(Exercise data begins)
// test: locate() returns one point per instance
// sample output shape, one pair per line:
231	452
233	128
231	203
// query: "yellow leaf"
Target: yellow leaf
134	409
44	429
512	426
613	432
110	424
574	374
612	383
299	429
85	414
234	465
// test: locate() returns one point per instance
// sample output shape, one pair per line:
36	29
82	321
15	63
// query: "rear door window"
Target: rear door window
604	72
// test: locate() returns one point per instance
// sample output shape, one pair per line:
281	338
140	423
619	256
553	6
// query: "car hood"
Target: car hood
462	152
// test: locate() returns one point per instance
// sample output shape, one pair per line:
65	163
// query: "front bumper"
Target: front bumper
(Exercise data ends)
Return every line of the material word for word.

Output below:
// test: locate() returns one point per instance
// sample output shape, one pair per line:
231	452
233	128
231	203
// query: "yellow leaf"
Target: yellow leaf
134	409
44	429
512	426
613	432
110	424
574	374
612	383
299	429
85	414
234	465
// test: locate() returns one point per instance
// sample output shape, one pair per line:
36	29
82	321
15	63
// query: "rear door window"
Target: rear door window
604	72
// test: locate() returns one point per instance
// sample output shape, one pair per line:
281	338
140	423
619	256
553	6
// query: "car hood"
Target: car hood
462	152
// test: locate() returns one point per instance
// sample output shape, one pair per line:
65	163
// query: "front bumper"
Target: front bumper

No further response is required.